--- Start of DATA ROWS ---
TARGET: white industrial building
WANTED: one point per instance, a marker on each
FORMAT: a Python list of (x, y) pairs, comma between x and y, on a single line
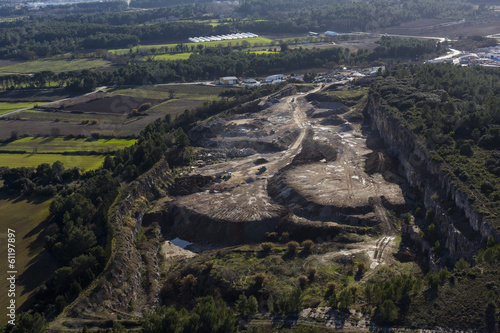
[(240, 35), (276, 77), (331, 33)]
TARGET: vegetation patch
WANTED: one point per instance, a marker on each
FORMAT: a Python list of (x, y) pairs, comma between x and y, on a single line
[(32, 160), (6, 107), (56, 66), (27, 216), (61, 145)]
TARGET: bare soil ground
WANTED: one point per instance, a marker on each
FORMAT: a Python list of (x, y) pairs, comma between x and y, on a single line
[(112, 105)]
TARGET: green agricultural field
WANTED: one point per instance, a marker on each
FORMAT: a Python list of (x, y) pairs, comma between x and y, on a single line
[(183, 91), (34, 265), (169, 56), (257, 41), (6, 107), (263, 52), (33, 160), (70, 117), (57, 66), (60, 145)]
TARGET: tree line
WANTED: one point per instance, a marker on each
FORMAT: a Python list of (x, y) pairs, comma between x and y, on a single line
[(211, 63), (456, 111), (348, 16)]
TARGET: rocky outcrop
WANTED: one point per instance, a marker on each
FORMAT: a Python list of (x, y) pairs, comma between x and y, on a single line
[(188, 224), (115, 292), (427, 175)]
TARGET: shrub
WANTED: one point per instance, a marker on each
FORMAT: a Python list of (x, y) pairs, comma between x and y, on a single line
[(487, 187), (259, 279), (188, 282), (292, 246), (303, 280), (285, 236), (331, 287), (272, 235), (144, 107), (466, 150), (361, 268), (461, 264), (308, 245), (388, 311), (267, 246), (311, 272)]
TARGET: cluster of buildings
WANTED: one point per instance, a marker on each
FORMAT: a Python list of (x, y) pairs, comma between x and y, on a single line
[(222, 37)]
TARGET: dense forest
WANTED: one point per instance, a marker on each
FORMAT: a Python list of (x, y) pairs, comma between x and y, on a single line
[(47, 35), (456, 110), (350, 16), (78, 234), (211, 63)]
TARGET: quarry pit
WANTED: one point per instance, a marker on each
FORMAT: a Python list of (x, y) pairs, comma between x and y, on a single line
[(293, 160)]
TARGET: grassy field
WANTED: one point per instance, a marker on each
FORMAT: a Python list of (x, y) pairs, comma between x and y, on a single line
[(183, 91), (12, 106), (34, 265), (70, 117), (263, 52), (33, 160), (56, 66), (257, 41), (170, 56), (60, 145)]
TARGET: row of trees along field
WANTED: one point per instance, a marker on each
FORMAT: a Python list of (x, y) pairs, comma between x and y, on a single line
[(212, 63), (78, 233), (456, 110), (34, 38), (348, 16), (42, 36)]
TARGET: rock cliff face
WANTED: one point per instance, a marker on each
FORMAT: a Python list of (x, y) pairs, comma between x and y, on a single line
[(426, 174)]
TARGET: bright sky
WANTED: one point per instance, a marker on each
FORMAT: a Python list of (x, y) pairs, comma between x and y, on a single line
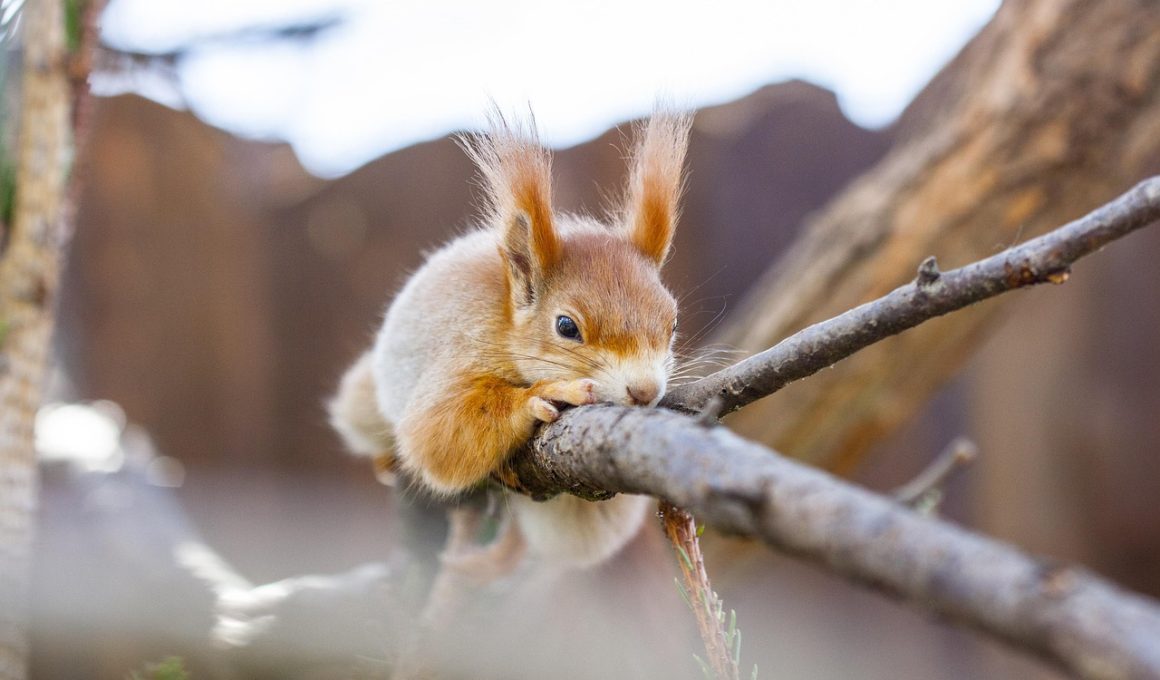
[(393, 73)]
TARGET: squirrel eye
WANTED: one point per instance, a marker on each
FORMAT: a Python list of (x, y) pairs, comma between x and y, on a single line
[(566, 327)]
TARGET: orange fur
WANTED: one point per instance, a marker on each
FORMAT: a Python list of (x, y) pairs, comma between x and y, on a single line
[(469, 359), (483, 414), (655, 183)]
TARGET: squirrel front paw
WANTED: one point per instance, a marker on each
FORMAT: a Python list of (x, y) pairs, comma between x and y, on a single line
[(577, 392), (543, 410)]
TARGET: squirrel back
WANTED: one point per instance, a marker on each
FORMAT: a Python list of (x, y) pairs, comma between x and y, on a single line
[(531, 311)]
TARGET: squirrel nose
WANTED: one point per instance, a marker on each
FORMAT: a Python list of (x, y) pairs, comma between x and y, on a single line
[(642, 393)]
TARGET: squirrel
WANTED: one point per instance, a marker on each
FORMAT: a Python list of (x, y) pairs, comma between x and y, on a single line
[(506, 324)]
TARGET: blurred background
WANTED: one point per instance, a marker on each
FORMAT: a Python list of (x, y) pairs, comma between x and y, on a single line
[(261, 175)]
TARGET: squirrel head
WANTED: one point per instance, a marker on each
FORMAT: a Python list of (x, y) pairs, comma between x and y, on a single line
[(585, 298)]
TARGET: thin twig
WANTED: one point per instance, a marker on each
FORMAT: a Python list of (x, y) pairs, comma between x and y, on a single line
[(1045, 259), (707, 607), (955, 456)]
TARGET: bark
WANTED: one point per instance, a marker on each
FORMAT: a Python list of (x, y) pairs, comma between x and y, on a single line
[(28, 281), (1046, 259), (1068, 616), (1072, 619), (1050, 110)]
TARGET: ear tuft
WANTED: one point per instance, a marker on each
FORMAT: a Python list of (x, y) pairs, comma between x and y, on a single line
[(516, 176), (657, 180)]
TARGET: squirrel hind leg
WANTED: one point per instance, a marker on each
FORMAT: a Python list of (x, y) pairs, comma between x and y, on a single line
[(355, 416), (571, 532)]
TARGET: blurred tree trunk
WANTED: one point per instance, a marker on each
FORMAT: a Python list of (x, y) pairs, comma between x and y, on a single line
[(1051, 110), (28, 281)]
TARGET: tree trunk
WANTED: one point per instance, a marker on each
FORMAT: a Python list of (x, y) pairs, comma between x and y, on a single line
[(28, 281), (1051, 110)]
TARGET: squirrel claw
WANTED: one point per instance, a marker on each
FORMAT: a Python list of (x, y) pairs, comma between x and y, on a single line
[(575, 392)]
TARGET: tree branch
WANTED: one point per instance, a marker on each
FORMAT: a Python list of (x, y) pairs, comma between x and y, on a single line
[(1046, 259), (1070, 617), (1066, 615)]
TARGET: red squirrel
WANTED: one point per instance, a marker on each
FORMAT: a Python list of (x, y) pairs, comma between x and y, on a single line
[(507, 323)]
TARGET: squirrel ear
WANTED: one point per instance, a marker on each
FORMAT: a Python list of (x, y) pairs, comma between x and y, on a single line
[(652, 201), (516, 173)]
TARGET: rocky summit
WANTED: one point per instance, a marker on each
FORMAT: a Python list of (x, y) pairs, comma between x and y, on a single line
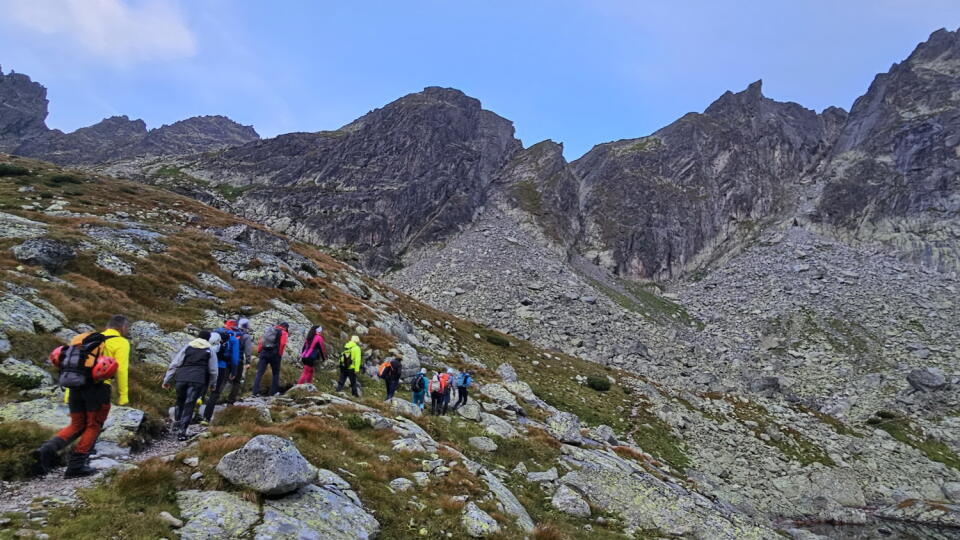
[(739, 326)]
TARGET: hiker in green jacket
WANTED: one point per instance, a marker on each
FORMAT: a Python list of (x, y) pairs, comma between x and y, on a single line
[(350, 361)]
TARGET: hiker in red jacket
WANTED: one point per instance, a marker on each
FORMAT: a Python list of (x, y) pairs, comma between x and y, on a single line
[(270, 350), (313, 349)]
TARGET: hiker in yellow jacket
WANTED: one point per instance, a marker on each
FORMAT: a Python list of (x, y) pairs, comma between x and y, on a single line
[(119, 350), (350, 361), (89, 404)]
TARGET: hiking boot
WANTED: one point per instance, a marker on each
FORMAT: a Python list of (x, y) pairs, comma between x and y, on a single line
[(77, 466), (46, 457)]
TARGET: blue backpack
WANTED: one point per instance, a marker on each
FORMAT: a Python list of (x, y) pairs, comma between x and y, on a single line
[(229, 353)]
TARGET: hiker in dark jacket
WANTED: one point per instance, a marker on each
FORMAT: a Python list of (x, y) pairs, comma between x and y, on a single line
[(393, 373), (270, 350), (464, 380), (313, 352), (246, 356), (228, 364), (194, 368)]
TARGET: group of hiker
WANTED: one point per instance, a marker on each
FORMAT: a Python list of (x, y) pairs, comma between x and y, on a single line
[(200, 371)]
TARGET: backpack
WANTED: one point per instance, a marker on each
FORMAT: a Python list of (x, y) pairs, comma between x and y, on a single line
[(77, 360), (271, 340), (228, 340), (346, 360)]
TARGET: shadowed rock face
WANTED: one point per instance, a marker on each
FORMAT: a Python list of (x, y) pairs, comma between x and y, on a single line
--- End of DATA ROWS ---
## GIVEN PROBLEM:
Can you return every one of the records above verbatim, leaving the pictures out?

## WRITTEN RESPONSE:
TARGET: white industrial building
WANTED: one point per instance, a marker on each
FORMAT: a Python list of (x, y) pairs, comma between x and y, on a single line
[(240, 35), (276, 77), (331, 33)]
TARGET: vegetation patch
WANTED: one point per instance, a marker on each
FORMAT: a Python list of (x, y) pairs, comma between x and y, on a single line
[(32, 160), (6, 107), (56, 66), (27, 216), (61, 145)]
TARGET: bare soil ground
WANTED: one point per instance, a marker on each
FORMAT: a Python list of (x, y) pairs, comma between x and y, on a single line
[(112, 105)]
TARGET: green agricultural field
WANTED: one point per instance, a marker on each
FORMAT: a Python list of (x, y) pairs, comma between x and y, on a single line
[(183, 91), (34, 265), (169, 56), (257, 41), (6, 107), (263, 52), (33, 160), (70, 117), (57, 66), (60, 145)]
TARGET: tree line
WANTED: one point per instance, a marker on each
FORMAT: a Python list of (x, y) pairs, comma between x and y, on a single line
[(211, 63), (456, 111), (348, 16)]
TARGET: rocky outcrop
WANTED: one point per instance, a marker on each
FORMAT: a Python list of (x, y) pairs, comma between x and y, on a single line
[(188, 224), (115, 292), (427, 175)]
TARGET: shrub
WANTED: one point per instance, a marker on each
FORMAT: a Python list of (x, y) pairs, comma between x and y, on a single line
[(487, 187), (259, 279), (188, 282), (292, 246), (303, 280), (285, 236), (331, 287), (272, 235), (144, 107), (466, 150), (361, 268), (461, 264), (308, 245), (388, 311), (267, 246), (311, 272)]
TARGET: cluster of buildings
WANTED: one point per instance, a marker on each
FORMAT: a Python list of (x, y) pairs, comma between x and y, on a single line
[(222, 37)]
TARGET: dense forest
WANTED: one point per instance, a marker on each
FORMAT: a Python list of (x, y) pairs, comma between x and y, on a single line
[(47, 35), (456, 110), (350, 16), (78, 234), (211, 63)]
TARGET: quarry pit
WANTED: one point per instance, a marker on each
FORMAT: a Python list of (x, y) pairs, comma between x and y, on a single line
[(293, 160)]
TARGET: grassy field
WANTED: one point per instance, a marker on each
FORMAT: a Python list of (x, y) pairs, comma between x and y, on a single line
[(183, 91), (12, 106), (34, 265), (70, 117), (263, 52), (33, 160), (56, 66), (257, 41), (170, 56), (60, 145)]
TARGET: row of trees along field
WANTED: one point per instance, a marker on each
FORMAT: a Python list of (x, y) pairs, comma between x and y, on a single line
[(212, 63), (78, 233), (456, 110), (34, 38), (348, 16), (42, 36)]
TARGET: rock cliff face
WANTED: one point per instance, a marker on each
FORMAT: a Python list of (x, y) pairs, comma between x and y, on a single line
[(426, 174)]
TARGET: bright sky
WANTED: one point per instance, a marker on each
FORMAT: a Python list of (x, y) pairs, comma between x and y, on a single line
[(393, 73)]
TARGET: squirrel eye
WANTED: one point per instance, a marker on each
FORMAT: a Python list of (x, y) pairs, comma between x and y, on a single line
[(566, 327)]
TARGET: orange fur
WANTED: one point per instance, a marker on each
FORMAT: a Python list of (x, y) pairs, comma between x and y, on a single line
[(469, 359), (483, 414), (655, 183)]
TARGET: squirrel front paw
WANTED: one point per instance, a marker on each
FORMAT: a Python list of (x, y) pairs, comma between x and y, on a single line
[(577, 392), (543, 410)]
TARGET: squirrel back
WANTED: one point per instance, a marker on each
FORMAT: a Python list of (x, y) pairs, comma between x and y, on a single line
[(531, 311)]
TARGET: squirrel nose
WANTED: one point per instance, a marker on each
FORMAT: a Python list of (x, y) pairs, comma between x and y, on a single line
[(642, 393)]
TARGET: squirrel
WANTED: one point per instance, a marker on each
FORMAT: a Python list of (x, y) pairs, comma between x and y, on a single line
[(506, 324)]
TARGET: blurred background
WANTED: one point per instance, a marker on each
FORMAT: a Python list of (x, y) pairs, comma between x and y, on a single line
[(261, 175)]
TARGET: squirrel head
WANTED: one point per instance, a marker on each
FORMAT: a Python list of (x, y) pairs, comma between x and y, on a single line
[(585, 298)]
TARGET: thin twig
WANTED: one point per instance, a marker on each
FORMAT: a Python list of (x, y) pairs, comma between x and y, on a single line
[(1045, 259), (707, 607), (955, 456)]
TARGET: bark
WANTED: one point per instance, a marker on each
FORMAT: a Python list of (x, y) pairs, comma between x and y, on a single line
[(28, 281), (1046, 259), (1068, 616), (1072, 619), (1050, 110)]
TARGET: ear tuft
WANTED: one point per instance, a marker on each
FORMAT: a Python list of (x, y) pairs, comma between x and y, on a single line
[(516, 176), (657, 180)]
TARGET: squirrel hind leg
WANTED: one point per instance, a marker on each
FORMAT: a Python list of (x, y) pairs, comma between x and y, on a single line
[(355, 416), (571, 532)]
TARGET: blurred tree trunk
WANTED: one point per instance, a marker on each
FORMAT: a Python list of (x, y) pairs, comma between x and y, on a single line
[(1051, 110), (28, 281)]
TARGET: tree trunk
WANTED: one point per instance, a marker on each
FORMAT: a Python list of (x, y) pairs, comma between x and y, on a single line
[(28, 281), (1051, 110)]
TARGET: squirrel claw
WANTED: one point per instance, a marker on each
FORMAT: a Python list of (x, y) pairs, comma between x and y, on a single line
[(575, 392)]
TARGET: tree branch
WANTED: one point per instance, a marker on each
FORMAT: a Python list of (x, y) pairs, comma between x and y, on a single line
[(1046, 259), (1070, 617), (1066, 615)]
TARGET: red squirrel
WANTED: one point per instance, a marker on each
FORMAT: a Python list of (x, y) pairs, comma between x and y, on a single line
[(507, 323)]
TARGET: squirrel ear
WANTED: one point per instance, a marker on each
FORMAT: a Python list of (x, y) pairs, comma between x and y, on a single line
[(652, 201), (516, 173)]
TARGET: rocky summit
WANTED: one point per instance, a marker on each
FORMAT: a Python list of (x, y) pairs, comma between x and y, on a single line
[(739, 326)]
TARGET: hiker in green jacket
WANTED: one point per instance, a marker on each
FORMAT: a Python list of (x, y) pairs, comma between x and y, on a single line
[(350, 361)]
TARGET: hiker in red jacket
WANTED: one point per instance, a marker on each
FORMAT: a Python list of (x, y) pairs, comma between x and y, on a single line
[(270, 350), (313, 349)]
TARGET: hiker in yellow jacket
WANTED: one point per instance, a marker on each
FORMAT: a Python list of (x, y) pairs, comma between x and y, on a single line
[(119, 350), (350, 361), (89, 404)]
TARGET: hiking boot
WANTED: one point per instance, a marker on each
FORMAT: a Python list of (x, y) pairs, comma between x and y, on a single line
[(77, 466), (46, 457)]
TARGET: blue backpack
WANTED: one point per instance, a marker on each
FORMAT: a Python list of (x, y) pairs, comma between x and y, on a single line
[(229, 353)]
TARGET: hiker in dark jacket
WANTED: one point per instance, a marker on each
FORMAT: a Python list of (x, y) pairs, comma between x and y, on a single line
[(393, 373), (270, 350), (464, 380), (313, 352), (246, 356), (228, 364), (194, 368)]
TARGET: group of hiker
WANTED: one point per instance, a marker on each
FORMAT: a Python list of (x, y) pairs, comma between x and y, on a single line
[(200, 371)]
TARGET: backpack
WANTED: one point per instance, a marker on each
FORMAT: a Python list of (x, y) pairs, comma between x and y, on a single line
[(77, 360), (271, 340), (228, 340), (346, 360)]
TARGET: shadowed rock face
WANTED: one point per instance, a marker on each
FORMAT: a Python list of (x, y) pairs, comma between x and y, on a single line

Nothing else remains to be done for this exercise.